After re-joining the trail, we could see the small notch of Forrester in the distance, covered in a small patch of snow, which we assumed was the ice chute. Even though it’s on the south face, it doesn’t melt because it is mostly in shadow from Junction Peak to the east of the pass. The rest of the trail however looked mostly free of snow, which we were relieved about.
The sun crests over the mountains as we follow the trail towards Forrester.
The scenery leading up to the switchbacks was absolutely stunning, with snow-covered peaks all around and icy blue lakes below, most of them still frozen. Although the sun had already risen, it just crested over Diamond Mesa as we passed by, affording us a great reflection shot in one of the trickling streams. As we got closer, the trail seemed to disappear under a blanket of snow, so we followed in other people’s footprints, the snow still firm and crisp. As we had already purchased micro spikes, we stopped to put them on to make crossing the snow easier. If we were carrying them, we might as well use them!
Stunning high mountain scenery on the approach to Forrester.
Wonderful reflections captured in the snow melt!
Putting on our micro spikes in preparation for starting the ascent.
And so it begins… The south approach covered in a blanket of snow.
An amazing morning to be on the trail! We couldn’t have asked for better weather.
Then we had a decision to make. We could follow the stony switchbacks that were mostly free from snow all the way to the top of the pass, or we could miss out a huge section and save ourselves some time by taking the direct route straight up a shelf of snow. As everyone seemed to be doing the latter, we also opted to go straight up on the snow, the micro spikes providing us with excellent grip. Beyond the snow line, we were back on the proper trail, walking along the stony switchbacks that got both shorter and steeper leading us to the snow chute. If I’m honest, up close it looked an easy traverse and was not daunting at all. We didn’t even need to use our ice axes as the trail was clear and the snow still hard. Wayne went first and we just placed our feet in previous footprints, using our walking poles to support our balance.

_ _ _ _ _

## Request 1
Please repeat the rows below from the line with "Exercise. Point out each instance of the rufous" to the line with "(1055, 482)", including both of those lines.

_ _ _ _ _

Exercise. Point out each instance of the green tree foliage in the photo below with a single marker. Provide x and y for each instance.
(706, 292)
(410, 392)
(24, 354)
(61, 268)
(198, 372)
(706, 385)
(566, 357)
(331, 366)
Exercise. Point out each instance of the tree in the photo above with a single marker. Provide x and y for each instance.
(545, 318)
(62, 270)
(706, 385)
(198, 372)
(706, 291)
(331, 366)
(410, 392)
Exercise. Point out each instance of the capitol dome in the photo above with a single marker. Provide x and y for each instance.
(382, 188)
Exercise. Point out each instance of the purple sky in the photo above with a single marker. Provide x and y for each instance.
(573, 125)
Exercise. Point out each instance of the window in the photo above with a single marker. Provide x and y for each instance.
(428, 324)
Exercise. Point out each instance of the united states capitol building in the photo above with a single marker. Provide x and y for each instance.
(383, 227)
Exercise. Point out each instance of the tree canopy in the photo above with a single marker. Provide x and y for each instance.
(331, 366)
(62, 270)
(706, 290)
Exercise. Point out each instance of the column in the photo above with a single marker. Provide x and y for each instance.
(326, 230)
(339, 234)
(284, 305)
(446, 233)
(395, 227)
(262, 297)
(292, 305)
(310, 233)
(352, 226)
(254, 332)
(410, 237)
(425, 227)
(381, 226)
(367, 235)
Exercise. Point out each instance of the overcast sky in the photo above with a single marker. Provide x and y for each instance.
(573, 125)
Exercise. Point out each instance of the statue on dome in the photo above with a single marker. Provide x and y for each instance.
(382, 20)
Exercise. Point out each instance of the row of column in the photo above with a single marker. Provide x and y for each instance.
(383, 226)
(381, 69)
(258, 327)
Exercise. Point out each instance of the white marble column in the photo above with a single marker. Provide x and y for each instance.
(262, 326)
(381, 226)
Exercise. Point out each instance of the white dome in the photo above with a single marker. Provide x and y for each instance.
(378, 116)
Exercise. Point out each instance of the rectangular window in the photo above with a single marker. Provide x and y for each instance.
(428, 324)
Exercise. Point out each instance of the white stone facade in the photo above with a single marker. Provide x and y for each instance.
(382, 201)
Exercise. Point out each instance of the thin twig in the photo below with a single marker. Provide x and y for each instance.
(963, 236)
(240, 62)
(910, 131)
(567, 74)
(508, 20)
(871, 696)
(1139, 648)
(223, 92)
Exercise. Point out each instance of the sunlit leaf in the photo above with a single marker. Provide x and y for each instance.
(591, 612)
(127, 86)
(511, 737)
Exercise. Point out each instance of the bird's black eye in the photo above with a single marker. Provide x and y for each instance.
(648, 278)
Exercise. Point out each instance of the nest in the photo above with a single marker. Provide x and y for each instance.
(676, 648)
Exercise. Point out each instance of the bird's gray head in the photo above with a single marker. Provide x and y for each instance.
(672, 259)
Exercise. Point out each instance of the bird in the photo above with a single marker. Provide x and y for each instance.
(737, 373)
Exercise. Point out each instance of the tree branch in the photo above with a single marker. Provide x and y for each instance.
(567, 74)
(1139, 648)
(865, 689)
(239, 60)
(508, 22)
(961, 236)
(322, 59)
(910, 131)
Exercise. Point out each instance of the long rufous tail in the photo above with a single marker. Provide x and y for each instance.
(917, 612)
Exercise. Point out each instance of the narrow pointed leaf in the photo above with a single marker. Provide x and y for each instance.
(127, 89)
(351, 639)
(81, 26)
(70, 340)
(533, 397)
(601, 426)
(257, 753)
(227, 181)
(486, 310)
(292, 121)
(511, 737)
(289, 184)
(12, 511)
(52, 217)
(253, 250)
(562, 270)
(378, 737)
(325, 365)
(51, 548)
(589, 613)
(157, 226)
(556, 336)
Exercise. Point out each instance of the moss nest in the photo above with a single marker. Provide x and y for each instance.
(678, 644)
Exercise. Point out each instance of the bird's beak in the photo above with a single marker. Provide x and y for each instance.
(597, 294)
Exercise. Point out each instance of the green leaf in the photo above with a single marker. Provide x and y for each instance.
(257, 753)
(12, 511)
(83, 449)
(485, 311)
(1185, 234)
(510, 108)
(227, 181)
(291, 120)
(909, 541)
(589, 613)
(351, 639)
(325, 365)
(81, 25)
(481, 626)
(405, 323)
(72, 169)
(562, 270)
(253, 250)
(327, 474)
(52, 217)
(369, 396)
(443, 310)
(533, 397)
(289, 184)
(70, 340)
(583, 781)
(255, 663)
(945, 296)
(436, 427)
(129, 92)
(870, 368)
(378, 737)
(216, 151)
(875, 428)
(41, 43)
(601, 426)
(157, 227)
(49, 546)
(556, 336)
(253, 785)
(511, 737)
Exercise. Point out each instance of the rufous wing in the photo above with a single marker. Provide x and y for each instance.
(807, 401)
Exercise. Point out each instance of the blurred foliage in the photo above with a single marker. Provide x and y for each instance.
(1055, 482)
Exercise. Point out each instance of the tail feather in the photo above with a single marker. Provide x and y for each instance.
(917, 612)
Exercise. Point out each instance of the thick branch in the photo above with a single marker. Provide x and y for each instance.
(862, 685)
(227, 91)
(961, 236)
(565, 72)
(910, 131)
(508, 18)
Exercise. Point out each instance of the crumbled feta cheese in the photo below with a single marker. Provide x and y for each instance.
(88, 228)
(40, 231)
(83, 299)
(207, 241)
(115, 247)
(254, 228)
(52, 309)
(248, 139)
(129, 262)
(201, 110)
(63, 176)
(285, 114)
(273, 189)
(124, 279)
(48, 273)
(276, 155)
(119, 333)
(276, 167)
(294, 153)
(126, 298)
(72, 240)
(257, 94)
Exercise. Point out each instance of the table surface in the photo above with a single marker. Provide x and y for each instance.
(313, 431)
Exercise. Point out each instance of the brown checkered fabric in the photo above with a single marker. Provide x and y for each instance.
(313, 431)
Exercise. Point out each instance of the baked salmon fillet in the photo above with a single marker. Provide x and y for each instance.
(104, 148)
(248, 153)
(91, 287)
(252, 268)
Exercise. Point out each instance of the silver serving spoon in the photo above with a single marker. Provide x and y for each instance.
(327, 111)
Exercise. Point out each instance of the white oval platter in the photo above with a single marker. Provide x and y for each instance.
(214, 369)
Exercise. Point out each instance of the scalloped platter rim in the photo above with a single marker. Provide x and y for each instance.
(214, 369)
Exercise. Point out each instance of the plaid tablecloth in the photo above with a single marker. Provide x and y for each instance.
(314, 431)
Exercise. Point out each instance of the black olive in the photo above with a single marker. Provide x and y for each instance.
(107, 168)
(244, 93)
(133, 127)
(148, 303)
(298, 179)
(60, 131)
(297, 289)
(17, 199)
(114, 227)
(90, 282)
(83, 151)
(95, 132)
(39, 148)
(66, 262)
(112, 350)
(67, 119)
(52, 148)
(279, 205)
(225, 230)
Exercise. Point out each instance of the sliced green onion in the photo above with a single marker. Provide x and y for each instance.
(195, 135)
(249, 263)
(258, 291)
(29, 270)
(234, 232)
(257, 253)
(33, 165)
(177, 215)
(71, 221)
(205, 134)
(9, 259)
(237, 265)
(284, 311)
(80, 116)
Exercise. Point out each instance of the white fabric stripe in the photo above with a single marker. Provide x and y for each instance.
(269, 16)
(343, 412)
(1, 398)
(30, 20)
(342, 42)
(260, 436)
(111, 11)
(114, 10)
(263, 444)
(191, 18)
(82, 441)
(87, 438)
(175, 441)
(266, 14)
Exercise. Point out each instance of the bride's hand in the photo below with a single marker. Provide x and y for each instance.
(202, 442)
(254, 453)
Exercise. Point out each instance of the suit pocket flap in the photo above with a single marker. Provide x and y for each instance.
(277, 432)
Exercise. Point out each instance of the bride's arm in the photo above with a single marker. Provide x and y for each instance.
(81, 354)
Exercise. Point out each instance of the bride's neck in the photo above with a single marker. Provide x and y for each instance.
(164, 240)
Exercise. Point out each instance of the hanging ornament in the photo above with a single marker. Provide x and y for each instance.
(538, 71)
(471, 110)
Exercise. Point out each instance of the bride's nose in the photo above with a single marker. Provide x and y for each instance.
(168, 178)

_ _ _ _ _

## Request 2
List every piece of hiking gear that the hiking text mentions.

## Expected answer 1
Exercise. Point out each instance of the rufous wing in the photo above with a single marker. Provide x and y for each instance.
(807, 401)
Exercise. Point out each instance of the blurred foliage in the photo above with a single marker. Provide x and y for each instance.
(1055, 482)

## Expected answer 2
micro spikes, ice axes, walking poles